READING TEXT:
There’s no guarantee these players will make final rosters, let alone have a fantasy impact. But it’s Spring, the season of dreams; who doesn’t love a good deep sleeper dynasty prospect? These five players have a reasonable chance of making their team, and a good enough history of production to suggest they can produce if they get a chance. Keep these guys in mind for your watch lists and waiver budgets.
Darren Waller, WR
We already know that Baltimore offers a ton of opportunity to incoming receivers. Breshad Perriman is going to get his. I think Waller will too. After Perriman and Steve Smith, there’s just diminutive Michael Campanaro on the depth chart. Figure those three are safe for this year. After that comes Kamar Aiken and Marlon Brown. Cutting either results in no dead money. Production isn’t a reason to keep either on the roster, and after two (Brown) and three (Aiken) seasons in the league, neither has a lot of upside. Waller could displace either as soon as this season.Thereafter, cutting Smith becomes increasingly likely, as he’ll be in the final season of his contract with net cap savings if he is cut. In other words, there are both short and long term paths to playing time for Waller.
Is it bold to suggest a sixth-round pick has long term value? Probably. What makes me think Waller could break through? I’ll just leave this here.
Nice comparables. I’ll be taking chances on Waller late in my dynasty drafts.
Kenny Bell, WR
The Buccaneers have no current shortage of high profile weapons. But Vincent Jackson is declining, and expensive. Cutting him this year or next would save Tampa Bay about $7 million against the cap. Louis Murphy costs nothing to cut, and has never posted over 41 catches in a season. There are two other similar receivers on Tampa Bay’s roster, but I think Bell could overtake them both.
If Bell works his way into being the number three receiver, he’ll have modest short term value, with more potential if and when Jackson leaves Tampa.

INFORMATION PROVIDED:

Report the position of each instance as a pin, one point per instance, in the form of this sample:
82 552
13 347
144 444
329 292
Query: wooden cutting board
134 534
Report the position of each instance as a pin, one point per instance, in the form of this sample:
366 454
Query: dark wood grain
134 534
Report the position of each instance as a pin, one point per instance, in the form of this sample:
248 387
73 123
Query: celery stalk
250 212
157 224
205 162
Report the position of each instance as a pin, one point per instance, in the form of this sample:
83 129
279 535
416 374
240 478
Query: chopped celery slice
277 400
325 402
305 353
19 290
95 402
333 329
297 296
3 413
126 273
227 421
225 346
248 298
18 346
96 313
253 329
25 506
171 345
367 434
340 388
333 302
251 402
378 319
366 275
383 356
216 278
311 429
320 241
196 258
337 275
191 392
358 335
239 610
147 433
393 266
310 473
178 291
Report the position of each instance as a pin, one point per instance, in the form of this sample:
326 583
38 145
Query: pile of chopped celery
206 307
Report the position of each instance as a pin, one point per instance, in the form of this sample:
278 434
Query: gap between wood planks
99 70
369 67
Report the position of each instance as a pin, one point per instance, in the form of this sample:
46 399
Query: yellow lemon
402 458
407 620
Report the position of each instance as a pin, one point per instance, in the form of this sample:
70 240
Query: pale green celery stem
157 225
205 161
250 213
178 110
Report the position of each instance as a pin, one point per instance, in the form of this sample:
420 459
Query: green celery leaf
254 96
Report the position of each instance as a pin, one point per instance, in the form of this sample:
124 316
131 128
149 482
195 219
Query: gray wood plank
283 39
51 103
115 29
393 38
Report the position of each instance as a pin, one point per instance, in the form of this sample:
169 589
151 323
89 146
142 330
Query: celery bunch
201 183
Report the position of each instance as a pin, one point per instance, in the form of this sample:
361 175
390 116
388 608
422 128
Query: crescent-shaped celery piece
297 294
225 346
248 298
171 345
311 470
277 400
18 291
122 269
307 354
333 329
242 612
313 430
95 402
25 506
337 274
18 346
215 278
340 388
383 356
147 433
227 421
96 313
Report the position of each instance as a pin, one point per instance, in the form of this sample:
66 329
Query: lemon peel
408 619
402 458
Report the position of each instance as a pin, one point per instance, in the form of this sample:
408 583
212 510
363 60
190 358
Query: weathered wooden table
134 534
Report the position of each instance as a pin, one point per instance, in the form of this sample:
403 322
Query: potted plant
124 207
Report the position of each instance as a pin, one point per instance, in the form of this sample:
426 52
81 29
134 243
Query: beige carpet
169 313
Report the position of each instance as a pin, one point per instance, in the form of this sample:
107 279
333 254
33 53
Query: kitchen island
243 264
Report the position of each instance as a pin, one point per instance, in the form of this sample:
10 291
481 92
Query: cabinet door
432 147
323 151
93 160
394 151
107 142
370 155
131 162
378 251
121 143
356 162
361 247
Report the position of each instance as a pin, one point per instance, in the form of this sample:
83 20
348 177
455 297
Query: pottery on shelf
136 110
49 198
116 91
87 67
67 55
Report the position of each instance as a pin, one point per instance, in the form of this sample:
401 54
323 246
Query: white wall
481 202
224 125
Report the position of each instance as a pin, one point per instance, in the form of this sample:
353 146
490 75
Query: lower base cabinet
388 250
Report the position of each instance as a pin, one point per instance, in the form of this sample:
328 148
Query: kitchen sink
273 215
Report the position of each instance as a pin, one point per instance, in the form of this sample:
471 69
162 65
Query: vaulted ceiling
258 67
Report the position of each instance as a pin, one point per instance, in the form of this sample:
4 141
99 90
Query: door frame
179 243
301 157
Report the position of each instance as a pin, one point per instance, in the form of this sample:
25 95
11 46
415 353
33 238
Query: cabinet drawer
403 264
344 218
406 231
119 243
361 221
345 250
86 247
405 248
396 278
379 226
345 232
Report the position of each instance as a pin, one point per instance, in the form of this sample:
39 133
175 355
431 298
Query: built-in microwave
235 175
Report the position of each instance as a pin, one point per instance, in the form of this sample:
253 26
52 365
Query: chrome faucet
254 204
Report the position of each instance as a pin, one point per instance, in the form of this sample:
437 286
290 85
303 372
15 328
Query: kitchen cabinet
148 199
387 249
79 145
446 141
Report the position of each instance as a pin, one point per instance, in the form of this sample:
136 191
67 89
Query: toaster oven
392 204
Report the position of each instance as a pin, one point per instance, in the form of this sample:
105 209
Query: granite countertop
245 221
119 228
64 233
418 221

PROBLEM SET:
A - In the article on fantasy sleeper prospects, how much would Tampa Bay save against the cap by cutting Vincent Jackson this year or next?
B - Please carry the article on fantasy sleeper prospects forward, starting after its last sentence.
The data is separate material from the article on fantasy sleeper prospects.

RESPONSES FOR EACH TASK:
A - About $7 million.

B -
Brian Parker, TE
The Chargers currently have Antonio Gates and Ladarius Green atop their depth chart. But both are in the final year of their contract. After that are a few veterans that have never broken out (John Phillips, David Johnson, David Paulson). For that matter, Green has never broken out either. In three seasons, he’s caught just 40 passes for 658 yards and three touchdowns. If Parker can make the team, next year’s depth chart could be wide open. Just for fun, let’s compare him to Green.
Green is much faster on both a raw and adjusted basis, but Parker is no slouch athletically. At almost 30 pounds heavier, he’s more agile than Green, and just as explosive. He checks the boxes for a potential fantasy contributor.
Mycole Pruitt, TE
He’s blocked by Kyle Rudolph, whose contract makes him a roster lock for this season and next. There are two other young TEs on Minnesota’s roster (Rhett Ellison and Chase Ford), but both are in the final year of their contract. Combined, Ellison and Ford have 65 career receptions in 63 games. In other words, neither has emerged offensively, and both could be gone after this season. Rudolph will still be there, but has also missed 16 games in four seasons; injury concerns mean his backup will have value. Pruitt’s comparable players suggest he has some potential.
Rasheed Williams, RB
The Lions just spent a premium pick on Ameer Abdullah, so bank on him making the team. Joique Bell seems safe too, at least in the short term. But running backs get hurt, and they also get old and inefficient. After these two, Detroit’s backfield is wide open. The number of RBs and linemen they’ve added suggests they’re serious about building their running game. With luck or good performance, whichever other RB makes the final roster is worth a look as a dynasty stash, in my opinion, as the potential heir to either Bell (old age) or Abdullah (under performance / injury). We’ve written about Zach Zenner, and I agree he’s the front runner to earn a spot in this backfield. But Williams could earn a spot as well – perhaps at the expense of Zenner, but more likely at the expense of either George Winn or Theo Riddick.
Williams is the fastest of the bunch on both a raw and weight-adjusted basis. His final season college production was phenomenal, which shows up in his crazy Prospect Lab score. He’s big enough to be a full time runner. He’s agile too. Although he only had nine kickoff returns, his return average (23 yards) was almost the same as Zenner’s (23.6) and better than Riddick’s (22.4). I think there’s a chance both Zenner and Williams make Detroit’s roster.